▸ **DESCRIPTION OF THE TASK**:
Count the lines in the records below that contain the string "painted", matching case exactly, and give only the number.

▸ **MATERIAL PROVIDED**:
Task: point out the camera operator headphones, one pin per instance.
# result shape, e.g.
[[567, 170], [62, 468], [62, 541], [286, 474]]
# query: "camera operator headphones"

---

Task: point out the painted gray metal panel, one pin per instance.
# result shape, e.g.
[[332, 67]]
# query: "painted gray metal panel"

▸ **OUTPUT OF THE TASK**:
2